▸ **Job**
Repeat the records below exactly as they appear.

▸ **Working data**
○ ○ ○ ○ ○

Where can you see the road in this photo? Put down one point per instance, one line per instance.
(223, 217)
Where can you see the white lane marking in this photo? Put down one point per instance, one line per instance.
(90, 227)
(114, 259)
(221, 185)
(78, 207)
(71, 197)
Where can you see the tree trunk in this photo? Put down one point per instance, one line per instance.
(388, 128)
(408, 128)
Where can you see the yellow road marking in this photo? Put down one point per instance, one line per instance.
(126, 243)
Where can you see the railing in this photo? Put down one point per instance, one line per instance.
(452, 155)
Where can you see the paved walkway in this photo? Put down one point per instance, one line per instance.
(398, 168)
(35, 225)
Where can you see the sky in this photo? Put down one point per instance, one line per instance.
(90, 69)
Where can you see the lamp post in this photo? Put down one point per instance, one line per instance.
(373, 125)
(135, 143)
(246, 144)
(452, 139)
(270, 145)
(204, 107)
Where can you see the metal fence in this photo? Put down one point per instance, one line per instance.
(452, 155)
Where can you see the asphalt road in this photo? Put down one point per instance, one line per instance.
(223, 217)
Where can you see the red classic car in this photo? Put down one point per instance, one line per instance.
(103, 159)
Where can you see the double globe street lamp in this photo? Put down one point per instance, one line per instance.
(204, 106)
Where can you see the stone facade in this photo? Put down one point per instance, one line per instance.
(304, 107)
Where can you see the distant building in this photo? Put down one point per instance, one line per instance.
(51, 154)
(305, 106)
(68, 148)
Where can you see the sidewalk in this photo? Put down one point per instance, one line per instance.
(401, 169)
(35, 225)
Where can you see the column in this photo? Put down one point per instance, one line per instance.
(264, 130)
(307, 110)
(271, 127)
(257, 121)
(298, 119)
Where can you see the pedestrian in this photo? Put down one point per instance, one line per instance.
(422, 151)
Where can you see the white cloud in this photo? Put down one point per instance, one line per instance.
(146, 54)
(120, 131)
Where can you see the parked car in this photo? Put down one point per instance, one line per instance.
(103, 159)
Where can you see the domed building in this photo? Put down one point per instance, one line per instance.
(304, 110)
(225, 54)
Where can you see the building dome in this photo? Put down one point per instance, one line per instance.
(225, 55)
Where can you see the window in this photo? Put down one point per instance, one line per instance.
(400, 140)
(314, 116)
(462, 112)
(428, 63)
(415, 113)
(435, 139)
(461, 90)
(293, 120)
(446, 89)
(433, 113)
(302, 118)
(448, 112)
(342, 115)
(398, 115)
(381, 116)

○ ○ ○ ○ ○

▸ **Reply to the task**
Where can you see the road in this photo? Put down one point per instance, one line per instance.
(223, 217)
Where can you see the white lane marking in this photo? Put down one point per instance, one line per instance.
(90, 227)
(114, 259)
(221, 185)
(78, 207)
(71, 197)
Where can you see the tree trunk in this photo? Put down one point per instance, one line per instance.
(388, 128)
(408, 128)
Where can you see the yellow road marking in this photo? Put down one point per instance, one line per instance.
(126, 243)
Where can you see the railing in this photo? Put down one point per instance, one line per instance.
(452, 155)
Where can you see the paved walkway in this photo? Put down one point per instance, one line per instance.
(398, 168)
(35, 225)
Where can you see the sky in this photo? Put down one point per instance, one line per instance.
(90, 69)
Where can you see the lamp post in this photo? Put down one point per instance, one line per instance.
(373, 125)
(135, 143)
(246, 144)
(452, 139)
(270, 145)
(204, 107)
Where can you see the metal fence in this photo? Put down one point per instance, one line per instance.
(452, 155)
Where can you see the asphalt road in this photo? Put down one point per instance, one line per instance.
(223, 217)
Where can you see the red classic car in this photo? Put down one point per instance, one line per instance.
(103, 159)
Where can you see the double globe street lamp in this photo? Put down one point per instance, one line per instance.
(204, 106)
Where can you see the stone facade in this photo? Put down one point per instance, one line per instance.
(304, 107)
Where can you see the distant building in this photo? Put down one point per instance, one line per instance.
(51, 154)
(305, 106)
(68, 148)
Where can you see the sidewalk in this photo? Put down one point per instance, one line per instance.
(401, 169)
(35, 225)
Where can you see the column in this photo? Put down one point per instance, one line per instance.
(264, 130)
(307, 110)
(271, 127)
(257, 121)
(298, 119)
Where can you see the pedestrian in this photo? Put down one point per instance, one line per instance.
(422, 151)
Where can you see the white cloud in this photo? Put down one point per instance, one line per instance.
(146, 54)
(120, 131)
Where can you see the parked car in this photo? Put down one point per instance, one line per instance.
(103, 159)
Where can you see the domed building in this photo? Put down one point per instance, one line per instance.
(304, 110)
(225, 54)
Where can you see the building dome in this photo? Put down one point per instance, one line per instance.
(225, 55)
Where can you see the window in this photo? Put down one point per instance, one line per instance.
(400, 140)
(314, 116)
(462, 112)
(428, 63)
(415, 113)
(435, 139)
(461, 90)
(293, 120)
(446, 89)
(433, 113)
(302, 118)
(448, 112)
(342, 115)
(398, 115)
(381, 116)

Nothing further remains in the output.